__Problem statement__. Please report each line of the data below that contains "dormer".

─── Provided material ───

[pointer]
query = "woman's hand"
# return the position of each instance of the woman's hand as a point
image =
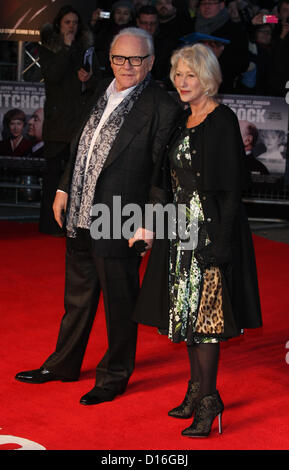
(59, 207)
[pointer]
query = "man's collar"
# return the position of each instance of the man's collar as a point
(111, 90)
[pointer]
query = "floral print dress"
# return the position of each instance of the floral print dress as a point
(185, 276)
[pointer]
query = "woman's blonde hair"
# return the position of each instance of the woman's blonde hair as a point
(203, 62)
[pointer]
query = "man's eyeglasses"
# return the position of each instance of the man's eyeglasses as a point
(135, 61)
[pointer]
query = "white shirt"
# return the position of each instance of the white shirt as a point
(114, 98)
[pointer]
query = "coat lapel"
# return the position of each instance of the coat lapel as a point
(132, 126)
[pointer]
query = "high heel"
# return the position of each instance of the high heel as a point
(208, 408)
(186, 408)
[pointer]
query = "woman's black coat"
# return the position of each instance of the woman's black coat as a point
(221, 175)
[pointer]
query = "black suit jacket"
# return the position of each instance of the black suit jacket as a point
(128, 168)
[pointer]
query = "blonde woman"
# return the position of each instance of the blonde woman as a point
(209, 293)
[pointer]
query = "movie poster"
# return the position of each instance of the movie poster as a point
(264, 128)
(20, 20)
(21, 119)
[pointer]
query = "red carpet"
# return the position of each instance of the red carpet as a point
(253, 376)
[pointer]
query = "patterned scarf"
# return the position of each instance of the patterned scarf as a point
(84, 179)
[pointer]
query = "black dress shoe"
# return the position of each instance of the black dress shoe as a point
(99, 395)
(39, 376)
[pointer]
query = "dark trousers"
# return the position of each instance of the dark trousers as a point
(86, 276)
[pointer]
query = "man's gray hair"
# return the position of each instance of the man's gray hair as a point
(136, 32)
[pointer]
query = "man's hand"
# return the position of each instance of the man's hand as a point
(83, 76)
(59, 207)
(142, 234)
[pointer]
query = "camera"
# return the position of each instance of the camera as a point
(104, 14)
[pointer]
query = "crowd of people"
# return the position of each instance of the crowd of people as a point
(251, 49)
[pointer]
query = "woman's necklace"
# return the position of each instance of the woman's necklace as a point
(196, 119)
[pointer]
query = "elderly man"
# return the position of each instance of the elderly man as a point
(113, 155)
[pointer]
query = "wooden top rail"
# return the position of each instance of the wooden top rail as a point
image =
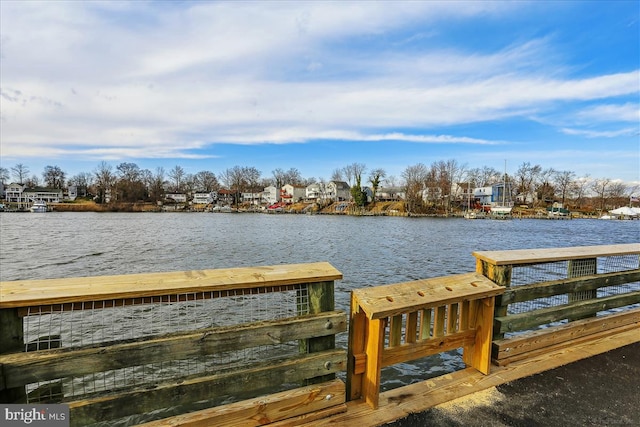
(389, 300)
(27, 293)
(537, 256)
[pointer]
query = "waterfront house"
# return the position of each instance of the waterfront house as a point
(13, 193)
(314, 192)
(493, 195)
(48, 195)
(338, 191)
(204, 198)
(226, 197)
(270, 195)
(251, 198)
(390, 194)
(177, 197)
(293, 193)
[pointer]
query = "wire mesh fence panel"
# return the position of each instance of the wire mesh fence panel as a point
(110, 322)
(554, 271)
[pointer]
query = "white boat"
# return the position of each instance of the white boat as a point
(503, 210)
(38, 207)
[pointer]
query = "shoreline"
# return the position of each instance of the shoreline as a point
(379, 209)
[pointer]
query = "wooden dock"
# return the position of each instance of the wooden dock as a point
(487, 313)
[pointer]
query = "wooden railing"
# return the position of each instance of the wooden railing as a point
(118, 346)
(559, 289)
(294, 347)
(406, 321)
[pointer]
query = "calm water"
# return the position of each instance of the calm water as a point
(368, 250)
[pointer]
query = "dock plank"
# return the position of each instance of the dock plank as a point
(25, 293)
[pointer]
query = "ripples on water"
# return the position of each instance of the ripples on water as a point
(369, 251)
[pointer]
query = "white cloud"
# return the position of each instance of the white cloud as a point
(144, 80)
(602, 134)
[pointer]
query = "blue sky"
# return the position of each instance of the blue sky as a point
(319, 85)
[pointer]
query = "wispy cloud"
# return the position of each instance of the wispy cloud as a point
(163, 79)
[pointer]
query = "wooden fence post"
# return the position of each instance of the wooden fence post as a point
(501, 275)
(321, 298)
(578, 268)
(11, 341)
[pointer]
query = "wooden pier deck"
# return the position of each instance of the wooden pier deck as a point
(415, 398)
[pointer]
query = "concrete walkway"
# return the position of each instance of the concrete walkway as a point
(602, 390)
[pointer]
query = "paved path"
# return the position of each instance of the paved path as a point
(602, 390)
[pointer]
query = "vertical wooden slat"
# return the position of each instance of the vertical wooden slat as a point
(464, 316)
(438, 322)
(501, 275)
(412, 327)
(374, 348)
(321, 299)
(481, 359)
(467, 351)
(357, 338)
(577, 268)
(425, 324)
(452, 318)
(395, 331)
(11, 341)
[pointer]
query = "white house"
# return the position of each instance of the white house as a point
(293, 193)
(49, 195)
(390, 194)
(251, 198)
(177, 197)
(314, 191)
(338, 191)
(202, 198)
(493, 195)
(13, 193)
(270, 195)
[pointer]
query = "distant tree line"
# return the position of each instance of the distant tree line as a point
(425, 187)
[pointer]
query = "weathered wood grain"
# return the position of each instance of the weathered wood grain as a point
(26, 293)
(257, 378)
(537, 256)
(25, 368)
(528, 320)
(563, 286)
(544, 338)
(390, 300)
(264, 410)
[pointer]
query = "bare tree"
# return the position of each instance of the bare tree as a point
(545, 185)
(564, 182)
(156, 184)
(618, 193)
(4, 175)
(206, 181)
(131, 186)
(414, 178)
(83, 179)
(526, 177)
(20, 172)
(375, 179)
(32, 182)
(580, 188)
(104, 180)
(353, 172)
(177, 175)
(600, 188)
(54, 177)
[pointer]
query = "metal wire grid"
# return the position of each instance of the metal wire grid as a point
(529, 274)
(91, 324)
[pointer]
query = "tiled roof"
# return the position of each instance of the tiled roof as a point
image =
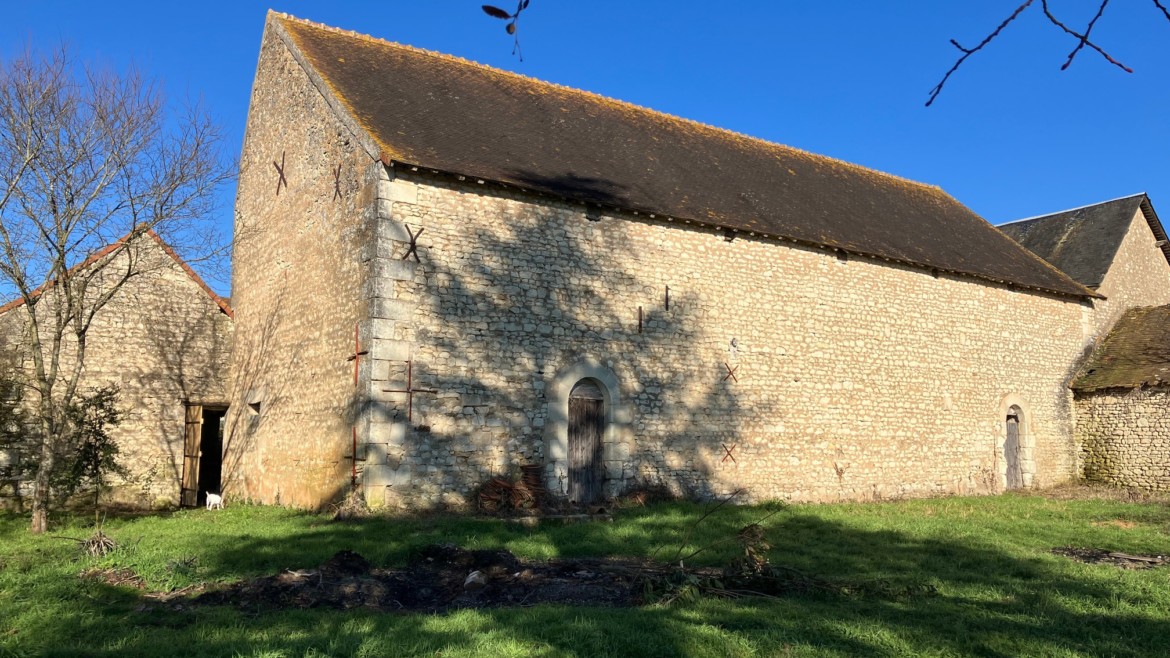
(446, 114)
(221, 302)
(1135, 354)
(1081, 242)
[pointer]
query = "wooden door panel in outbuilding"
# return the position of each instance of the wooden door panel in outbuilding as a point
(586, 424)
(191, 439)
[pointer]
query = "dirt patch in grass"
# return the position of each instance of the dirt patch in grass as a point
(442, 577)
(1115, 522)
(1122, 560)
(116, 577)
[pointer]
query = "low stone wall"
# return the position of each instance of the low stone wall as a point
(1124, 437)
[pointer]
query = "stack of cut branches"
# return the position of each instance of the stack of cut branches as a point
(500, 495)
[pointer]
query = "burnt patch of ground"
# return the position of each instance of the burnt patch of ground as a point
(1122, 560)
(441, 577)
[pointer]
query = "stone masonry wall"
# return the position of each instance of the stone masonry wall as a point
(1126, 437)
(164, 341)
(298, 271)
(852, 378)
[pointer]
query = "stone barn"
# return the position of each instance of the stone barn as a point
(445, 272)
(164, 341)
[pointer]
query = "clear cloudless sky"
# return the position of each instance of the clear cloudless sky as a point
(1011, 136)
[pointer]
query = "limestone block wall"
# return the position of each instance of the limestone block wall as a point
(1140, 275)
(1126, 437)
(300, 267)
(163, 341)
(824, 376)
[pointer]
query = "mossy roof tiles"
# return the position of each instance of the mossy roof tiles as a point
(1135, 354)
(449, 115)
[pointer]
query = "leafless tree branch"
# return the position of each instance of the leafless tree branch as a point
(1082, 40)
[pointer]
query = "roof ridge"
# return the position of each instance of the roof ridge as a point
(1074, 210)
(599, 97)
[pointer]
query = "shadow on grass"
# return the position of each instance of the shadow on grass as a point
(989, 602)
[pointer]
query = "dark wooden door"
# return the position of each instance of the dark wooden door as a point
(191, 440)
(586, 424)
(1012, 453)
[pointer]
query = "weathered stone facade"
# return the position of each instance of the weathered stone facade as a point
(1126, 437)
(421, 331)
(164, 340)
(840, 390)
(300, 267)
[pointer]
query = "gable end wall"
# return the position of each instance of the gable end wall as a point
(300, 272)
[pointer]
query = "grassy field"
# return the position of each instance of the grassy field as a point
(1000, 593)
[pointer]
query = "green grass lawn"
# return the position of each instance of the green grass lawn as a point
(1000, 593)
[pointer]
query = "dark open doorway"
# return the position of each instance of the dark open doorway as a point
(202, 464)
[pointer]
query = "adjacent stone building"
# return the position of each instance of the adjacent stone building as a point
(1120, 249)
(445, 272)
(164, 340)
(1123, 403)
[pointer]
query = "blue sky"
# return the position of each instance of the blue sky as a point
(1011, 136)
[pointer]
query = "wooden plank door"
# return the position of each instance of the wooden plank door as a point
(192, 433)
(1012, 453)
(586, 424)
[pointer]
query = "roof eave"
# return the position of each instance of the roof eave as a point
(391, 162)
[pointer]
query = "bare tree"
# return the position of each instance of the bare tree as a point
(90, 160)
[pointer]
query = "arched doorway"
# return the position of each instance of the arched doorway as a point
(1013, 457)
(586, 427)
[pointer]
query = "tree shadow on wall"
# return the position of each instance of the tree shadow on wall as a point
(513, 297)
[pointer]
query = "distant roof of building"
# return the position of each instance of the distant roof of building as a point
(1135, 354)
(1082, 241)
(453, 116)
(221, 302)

───
─── Provided material ───

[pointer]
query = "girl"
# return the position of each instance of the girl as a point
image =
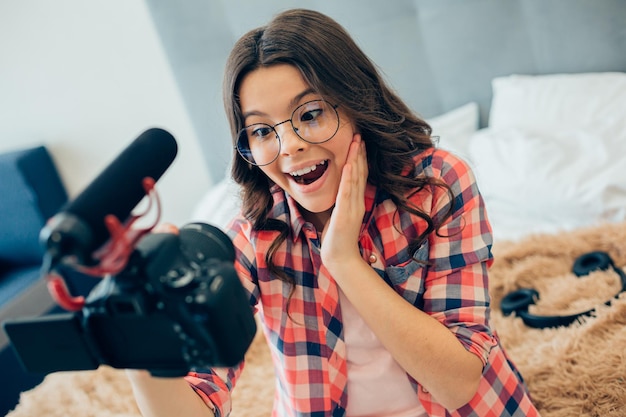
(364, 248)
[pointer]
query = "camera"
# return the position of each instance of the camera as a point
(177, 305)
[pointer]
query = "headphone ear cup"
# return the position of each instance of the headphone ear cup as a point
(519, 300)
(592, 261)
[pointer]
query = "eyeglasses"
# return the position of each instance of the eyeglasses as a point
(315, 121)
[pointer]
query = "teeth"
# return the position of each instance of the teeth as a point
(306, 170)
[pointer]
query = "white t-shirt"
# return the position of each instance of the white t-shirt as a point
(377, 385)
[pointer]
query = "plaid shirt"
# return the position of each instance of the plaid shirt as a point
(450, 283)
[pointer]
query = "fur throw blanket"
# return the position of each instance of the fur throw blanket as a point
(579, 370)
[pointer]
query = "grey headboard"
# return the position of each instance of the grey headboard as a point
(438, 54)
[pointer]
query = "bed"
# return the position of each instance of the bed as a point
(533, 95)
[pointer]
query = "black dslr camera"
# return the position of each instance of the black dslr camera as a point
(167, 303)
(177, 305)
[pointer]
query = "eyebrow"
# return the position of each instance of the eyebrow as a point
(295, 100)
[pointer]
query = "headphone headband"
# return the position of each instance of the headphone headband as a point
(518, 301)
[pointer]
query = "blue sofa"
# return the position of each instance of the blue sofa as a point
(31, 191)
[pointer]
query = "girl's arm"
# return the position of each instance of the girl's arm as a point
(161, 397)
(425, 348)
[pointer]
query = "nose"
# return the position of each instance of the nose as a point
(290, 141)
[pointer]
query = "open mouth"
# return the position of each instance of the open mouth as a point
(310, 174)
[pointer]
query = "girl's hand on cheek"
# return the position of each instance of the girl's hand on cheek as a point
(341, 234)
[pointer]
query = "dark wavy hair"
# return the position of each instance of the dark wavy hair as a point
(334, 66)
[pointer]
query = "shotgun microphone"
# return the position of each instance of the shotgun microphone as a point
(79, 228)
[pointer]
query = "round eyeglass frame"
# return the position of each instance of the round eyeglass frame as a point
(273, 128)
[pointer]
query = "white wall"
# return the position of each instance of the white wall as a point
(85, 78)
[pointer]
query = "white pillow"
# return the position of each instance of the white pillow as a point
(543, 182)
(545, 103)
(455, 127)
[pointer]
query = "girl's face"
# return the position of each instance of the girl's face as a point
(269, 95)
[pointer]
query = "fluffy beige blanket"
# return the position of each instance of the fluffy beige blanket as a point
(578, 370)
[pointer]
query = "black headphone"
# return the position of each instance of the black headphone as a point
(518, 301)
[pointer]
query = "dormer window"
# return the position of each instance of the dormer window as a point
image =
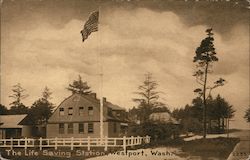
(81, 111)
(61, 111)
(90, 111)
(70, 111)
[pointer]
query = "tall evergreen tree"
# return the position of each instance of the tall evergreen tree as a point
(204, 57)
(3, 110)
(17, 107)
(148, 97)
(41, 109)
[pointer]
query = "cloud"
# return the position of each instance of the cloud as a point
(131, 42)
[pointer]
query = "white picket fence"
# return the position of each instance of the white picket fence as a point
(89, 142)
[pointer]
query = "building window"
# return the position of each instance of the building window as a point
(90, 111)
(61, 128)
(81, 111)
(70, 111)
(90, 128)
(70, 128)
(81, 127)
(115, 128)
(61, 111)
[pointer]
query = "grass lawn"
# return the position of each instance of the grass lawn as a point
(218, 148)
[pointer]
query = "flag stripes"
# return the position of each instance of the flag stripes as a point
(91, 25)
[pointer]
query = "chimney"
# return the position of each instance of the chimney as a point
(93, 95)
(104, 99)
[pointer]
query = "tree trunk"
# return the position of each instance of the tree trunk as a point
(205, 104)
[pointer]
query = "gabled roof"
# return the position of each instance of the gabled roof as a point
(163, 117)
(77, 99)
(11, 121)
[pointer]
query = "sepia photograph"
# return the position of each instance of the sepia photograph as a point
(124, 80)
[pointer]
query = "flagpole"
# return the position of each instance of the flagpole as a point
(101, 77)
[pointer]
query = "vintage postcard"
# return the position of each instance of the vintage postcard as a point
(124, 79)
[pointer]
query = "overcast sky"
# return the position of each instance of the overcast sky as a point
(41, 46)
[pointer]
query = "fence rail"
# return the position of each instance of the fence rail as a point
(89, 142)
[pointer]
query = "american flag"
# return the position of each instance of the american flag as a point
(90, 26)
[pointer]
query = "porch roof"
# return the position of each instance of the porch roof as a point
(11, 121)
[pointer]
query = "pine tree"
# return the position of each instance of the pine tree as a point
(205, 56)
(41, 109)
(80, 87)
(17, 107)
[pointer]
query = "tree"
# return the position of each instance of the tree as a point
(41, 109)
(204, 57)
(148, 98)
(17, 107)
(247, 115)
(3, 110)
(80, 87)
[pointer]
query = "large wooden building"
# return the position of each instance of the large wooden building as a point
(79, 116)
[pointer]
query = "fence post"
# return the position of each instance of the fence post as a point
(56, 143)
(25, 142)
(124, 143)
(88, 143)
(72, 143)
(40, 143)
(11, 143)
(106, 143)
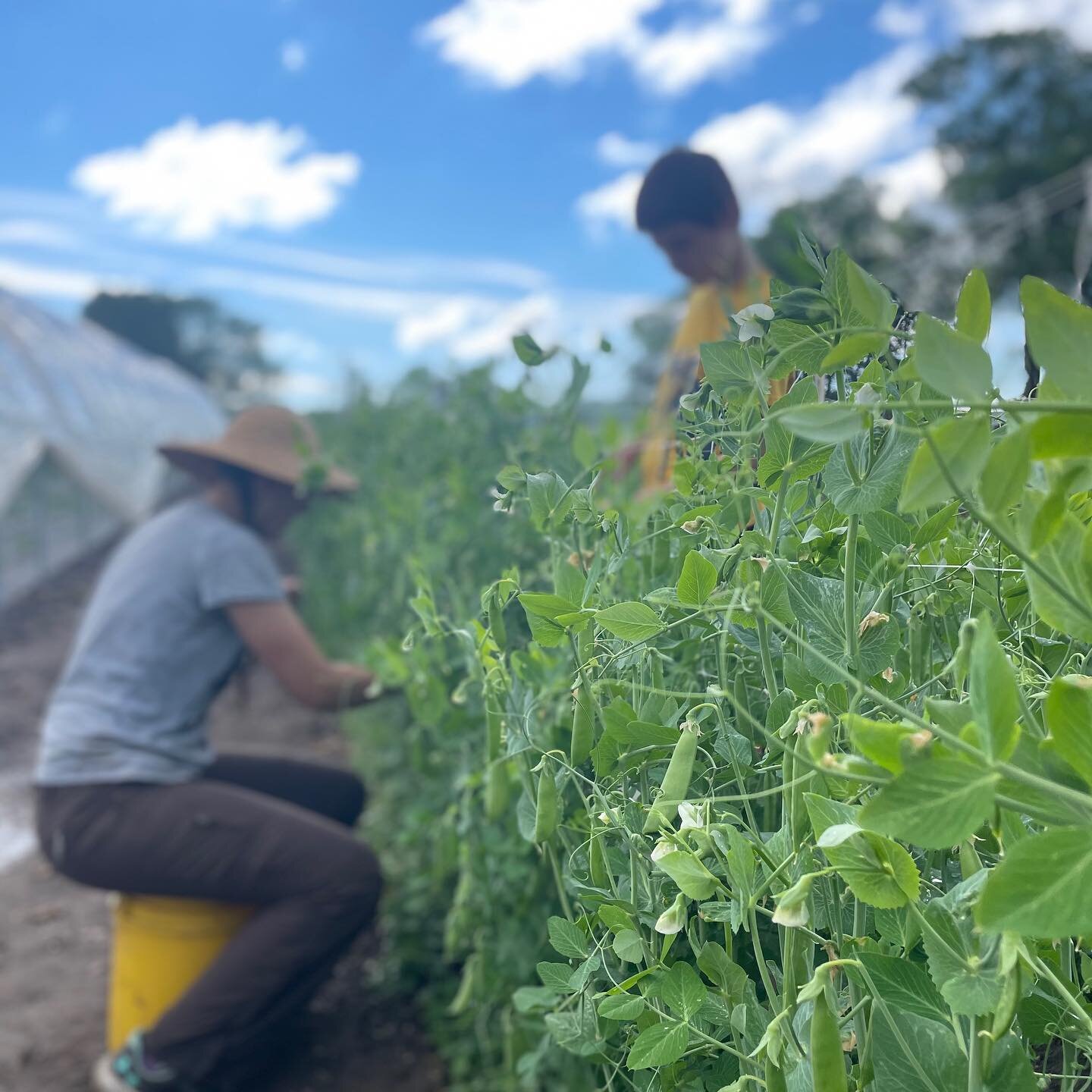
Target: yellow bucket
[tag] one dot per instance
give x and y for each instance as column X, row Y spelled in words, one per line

───

__Output of the exercise__.
query = "dormer window"
# return the position of each instance of the dormer window as a point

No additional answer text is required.